Tarefa proposta 1: Reproduza, por favor, sem nenhuma alteração, o trecho da crítica sobre Atrás das Montanhas que começa em "Ao final, resta" e segue até "em termos criativos.".

Trecho apresentado:
+---+

No entanto, as origens ou manifestações dos estados emocionais são deixados em segundo plano conforme a jornada privilegia o olhar da criança e a revanche sangrenta dos reféns. Em determinados instantes, a obra prefere discutir a guerra entre famílias, com os pobres precisando aniquilar os ricos (ou vice-versa) para existir em sociedade. Caso a inserção social de ambos fosse discutida em profundidade, a leitura política se tornaria plausível. Ora, tanto Rafik quanto o núcleo burguês aparentam viver numa bolha apartada e protegida, onde nunca chegam policiais, vizinhos, familiares. Podem se matar à vontade.
Enquanto isso, as desigualdades de renda e oportunidades são flagrantes até demais. O herói transita da extrema precariedade (física, material, psicológica) ao conforto extremo, quase caricatural, da família patriarcal. Atrás das Montanhas hesita muito entre o realismo e o aspecto fabular, ocultando (até a cena final, pelo menos) a preferência por um dos dois polos. Neste contexto, Rafik funciona enquanto criador de conflitos, ao invés do tradicional herói que reage aos conflitos externos. É ele quem provoca o caos numa estrutura de aparência estável.
Ao final, resta uma produção ousada na tentativa de transitar entre tantos gêneros e registros. Para um diretor consagrado, acostumado a obras coesas, o teste dos próprios limites narrativos e estéticos constitui uma busca saudável. No entanto, as peças nem sempre funcionam, em decorrência da mão pesada para a fantasia. Ao menos, a obra é salva pela aparência elegante, típica dos “filmes de festivais”, na qual visivelmente há orçamento confortável para aproveitar as paisagens, utilizar a imagem em scope com estabilizadores de câmera, e trabalhar cenários com a luz desejada ou incorporada cena a cena. É um luxo experimentar dentro de um sistema tão confortável em termos criativos.

+---+

Dados fornecidos:
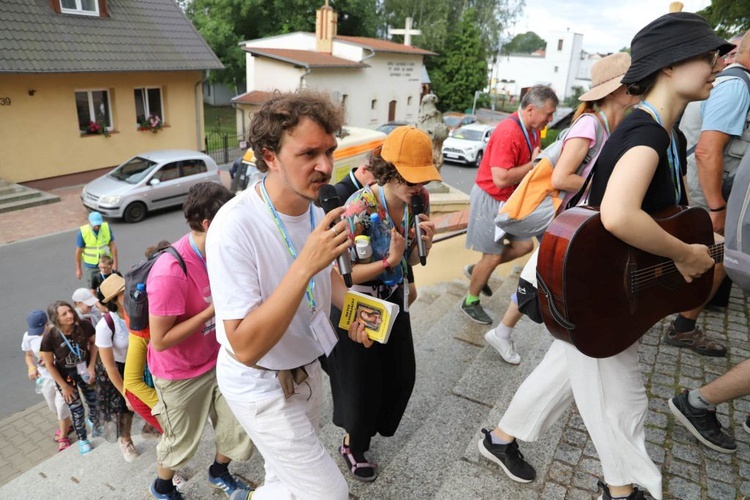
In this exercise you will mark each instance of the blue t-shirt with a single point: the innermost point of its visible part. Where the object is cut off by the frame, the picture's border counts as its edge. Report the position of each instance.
(726, 108)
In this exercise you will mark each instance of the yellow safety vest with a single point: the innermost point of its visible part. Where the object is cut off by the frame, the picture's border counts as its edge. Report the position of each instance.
(95, 245)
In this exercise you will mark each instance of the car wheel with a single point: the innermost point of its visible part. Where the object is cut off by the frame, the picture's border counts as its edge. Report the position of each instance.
(478, 161)
(135, 212)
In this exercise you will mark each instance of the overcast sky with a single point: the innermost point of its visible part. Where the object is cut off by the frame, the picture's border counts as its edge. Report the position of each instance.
(606, 26)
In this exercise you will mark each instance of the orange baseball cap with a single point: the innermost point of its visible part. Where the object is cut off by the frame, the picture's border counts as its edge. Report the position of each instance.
(410, 151)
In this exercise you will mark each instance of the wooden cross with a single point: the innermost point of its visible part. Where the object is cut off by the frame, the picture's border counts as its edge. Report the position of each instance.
(407, 32)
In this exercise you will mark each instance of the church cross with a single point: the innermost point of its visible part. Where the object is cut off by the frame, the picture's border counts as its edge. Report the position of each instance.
(407, 32)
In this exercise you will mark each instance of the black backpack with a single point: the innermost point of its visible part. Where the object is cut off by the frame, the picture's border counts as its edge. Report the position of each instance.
(136, 307)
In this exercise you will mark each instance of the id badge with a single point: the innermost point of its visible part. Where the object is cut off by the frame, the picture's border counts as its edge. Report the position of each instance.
(323, 331)
(406, 295)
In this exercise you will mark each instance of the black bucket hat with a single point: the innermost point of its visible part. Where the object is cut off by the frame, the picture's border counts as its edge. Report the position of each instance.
(669, 39)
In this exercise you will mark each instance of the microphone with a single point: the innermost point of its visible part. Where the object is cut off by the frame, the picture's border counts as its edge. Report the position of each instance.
(417, 207)
(329, 200)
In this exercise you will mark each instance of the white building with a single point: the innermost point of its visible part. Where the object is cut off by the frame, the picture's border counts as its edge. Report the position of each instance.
(375, 80)
(562, 65)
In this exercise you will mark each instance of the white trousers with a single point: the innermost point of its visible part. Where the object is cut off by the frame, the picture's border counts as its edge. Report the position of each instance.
(285, 431)
(611, 399)
(55, 401)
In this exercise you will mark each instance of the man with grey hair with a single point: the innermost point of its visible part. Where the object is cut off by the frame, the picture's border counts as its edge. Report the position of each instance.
(718, 135)
(509, 156)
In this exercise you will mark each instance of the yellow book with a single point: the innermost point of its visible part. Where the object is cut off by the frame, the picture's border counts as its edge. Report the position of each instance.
(377, 315)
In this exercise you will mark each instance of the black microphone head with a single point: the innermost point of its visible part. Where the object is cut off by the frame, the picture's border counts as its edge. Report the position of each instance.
(329, 198)
(417, 204)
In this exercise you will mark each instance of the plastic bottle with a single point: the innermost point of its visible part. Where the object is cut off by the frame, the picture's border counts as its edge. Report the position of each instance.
(381, 243)
(363, 248)
(138, 312)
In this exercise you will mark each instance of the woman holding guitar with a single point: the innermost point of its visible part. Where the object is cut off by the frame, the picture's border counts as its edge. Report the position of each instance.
(639, 172)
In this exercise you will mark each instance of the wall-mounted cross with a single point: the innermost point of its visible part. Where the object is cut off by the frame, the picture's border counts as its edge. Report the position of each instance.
(407, 32)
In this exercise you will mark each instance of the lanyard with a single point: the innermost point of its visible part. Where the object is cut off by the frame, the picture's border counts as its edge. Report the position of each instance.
(354, 179)
(195, 249)
(405, 222)
(310, 292)
(672, 156)
(606, 122)
(75, 351)
(526, 133)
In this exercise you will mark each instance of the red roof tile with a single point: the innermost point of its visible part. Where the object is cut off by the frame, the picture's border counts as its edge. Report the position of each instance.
(305, 58)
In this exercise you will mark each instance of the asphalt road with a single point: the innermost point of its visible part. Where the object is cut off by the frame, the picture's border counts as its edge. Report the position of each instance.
(39, 271)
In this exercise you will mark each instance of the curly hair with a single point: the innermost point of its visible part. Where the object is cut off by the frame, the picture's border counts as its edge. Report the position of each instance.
(283, 112)
(203, 201)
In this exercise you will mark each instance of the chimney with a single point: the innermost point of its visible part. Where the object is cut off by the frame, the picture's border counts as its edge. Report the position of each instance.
(326, 21)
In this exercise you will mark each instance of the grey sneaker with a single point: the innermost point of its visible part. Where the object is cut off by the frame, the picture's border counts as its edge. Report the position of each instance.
(486, 288)
(475, 312)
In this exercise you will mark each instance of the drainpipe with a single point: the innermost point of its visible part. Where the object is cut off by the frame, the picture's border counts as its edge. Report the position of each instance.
(199, 110)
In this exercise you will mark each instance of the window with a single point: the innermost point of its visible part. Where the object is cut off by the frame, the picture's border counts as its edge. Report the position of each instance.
(85, 7)
(193, 167)
(147, 103)
(93, 106)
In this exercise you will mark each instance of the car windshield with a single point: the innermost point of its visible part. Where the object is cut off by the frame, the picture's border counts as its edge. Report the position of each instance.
(452, 121)
(133, 171)
(467, 134)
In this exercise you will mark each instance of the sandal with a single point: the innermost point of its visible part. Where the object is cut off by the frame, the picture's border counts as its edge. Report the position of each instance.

+---+

Tarefa proposta 2: Selecione todas as linhas das entradas em que aparece a palavra "white", diferenciando maiúsculas de minúsculas.

Resposta 1:
Ao final, resta uma produção ousada na tentativa de transitar entre tantos gêneros e registros. Para um diretor consagrado, acostumado a obras coesas, o teste dos próprios limites narrativos e estéticos constitui uma busca saudável. No entanto, as peças nem sempre funcionam, em decorrência da mão pesada para a fantasia. Ao menos, a obra é salva pela aparência elegante, típica dos “filmes de festivais”, na qual visivelmente há orçamento confortável para aproveitar as paisagens, utilizar a imagem em scope com estabilizadores de câmera, e trabalhar cenários com a luz desejada ou incorporada cena a cena. É um luxo experimentar dentro de um sistema tão confortável em termos criativos.

Resposta 2:
In this exercise you will mark each instance of the white building with a single point: the innermost point of its visible part. Where the object is cut off by the frame, the picture's border counts as its edge. Report the position of each instance.
In this exercise you will mark each instance of the white trousers with a single point: the innermost point of its visible part. Where the object is cut off by the frame, the picture's border counts as its edge. Report the position of each instance.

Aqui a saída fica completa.